Images do not belong in the copy. Retype all the entries below exactly.

*** INPUT FOR THIS TASK Section Begins ***

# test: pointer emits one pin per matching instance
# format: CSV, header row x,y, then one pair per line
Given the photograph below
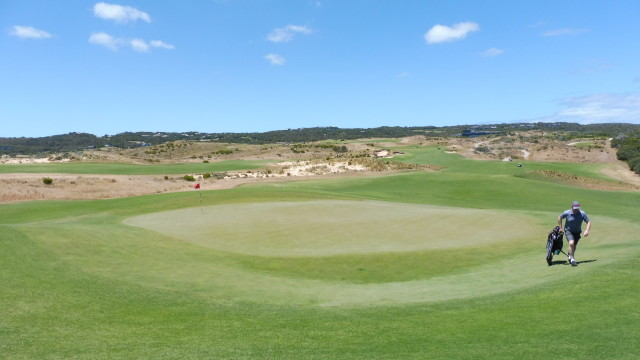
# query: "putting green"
x,y
333,227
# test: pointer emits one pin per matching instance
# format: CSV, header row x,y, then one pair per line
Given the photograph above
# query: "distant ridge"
x,y
74,141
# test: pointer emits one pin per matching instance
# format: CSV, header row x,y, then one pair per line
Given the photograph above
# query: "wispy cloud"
x,y
287,33
162,45
492,52
119,13
139,45
28,32
443,33
600,108
275,59
106,40
563,32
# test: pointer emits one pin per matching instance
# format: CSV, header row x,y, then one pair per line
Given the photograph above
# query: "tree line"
x,y
629,150
626,137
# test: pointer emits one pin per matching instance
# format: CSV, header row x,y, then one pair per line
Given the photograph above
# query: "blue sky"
x,y
260,65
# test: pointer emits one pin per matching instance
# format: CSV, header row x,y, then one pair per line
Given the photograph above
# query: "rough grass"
x,y
76,282
131,169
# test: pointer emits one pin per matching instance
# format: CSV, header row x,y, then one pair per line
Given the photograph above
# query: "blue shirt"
x,y
574,221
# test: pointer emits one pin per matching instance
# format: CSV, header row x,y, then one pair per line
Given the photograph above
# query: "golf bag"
x,y
554,243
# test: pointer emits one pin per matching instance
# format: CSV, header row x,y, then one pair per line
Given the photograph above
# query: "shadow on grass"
x,y
565,262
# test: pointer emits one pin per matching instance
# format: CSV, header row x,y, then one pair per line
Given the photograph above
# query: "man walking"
x,y
573,227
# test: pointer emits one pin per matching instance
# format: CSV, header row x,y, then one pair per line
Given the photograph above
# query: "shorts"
x,y
570,235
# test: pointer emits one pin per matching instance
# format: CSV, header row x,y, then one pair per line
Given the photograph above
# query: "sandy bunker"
x,y
332,227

*** INPUT FOR THIS TASK Section Ends ***

◆ TASK OUTPUT
# test: pointer emits one pin per matching instance
# format: CSV, header row x,y, then one pair per line
Given the photograph below
# query: "putting green"
x,y
333,227
# test: pointer emits one pin per matching instance
# format: CSV, header row x,y, then one pair per line
Given the photograph above
# query: "distant ridge"
x,y
74,141
# test: pointer emits one pin per matching instance
# format: CSV, header row x,y, then one pair per line
Given the photograph above
# query: "wispy cloud"
x,y
287,33
162,45
492,52
119,13
139,45
28,32
443,33
600,108
275,59
106,40
563,32
# test: pointer emits one pin per matching instance
# format: CSV, header row x,y, then one pair per line
Given the photograph above
# query: "tree line"
x,y
629,150
626,137
# test: pointer emits one pin per matching instance
# format: CSV, header row x,y, then one pair per line
Given the photograph above
# query: "blue sky"
x,y
260,65
# test: pointer emits one pin per matching instance
# format: CSV, header row x,y, then one pair per line
Given the photograph above
# query: "rough grass"
x,y
76,282
131,169
# test: pointer emits one pin per matching instance
# format: CSV, header row x,y, then one pair per line
Given the photograph above
# query: "blue shirt"
x,y
574,221
# test: pointer emits one pin per matching instance
# format: CSV, header row x,y, then one pair per line
Given the photograph above
# query: "golf bag"
x,y
554,243
# test: pointer emits one pin per matching instance
# format: CSV, header row x,y, then one pair per line
Given the photograph above
# query: "shadow on grass"
x,y
565,262
# test: pointer emits one pin per matching instance
# format: CSV, header row x,y, then one pair per line
Given the photograph above
# query: "man walking"
x,y
573,227
# test: pointer emits one pin per matching instance
# format: CSV, header row x,y, then one pair per line
Given the photograph above
# query: "shorts"
x,y
570,235
# test: pointer emits one pin per matching instance
# format: CSV, header row x,y, then one pair per line
Given the photograph above
# query: "sandy bunker"
x,y
332,227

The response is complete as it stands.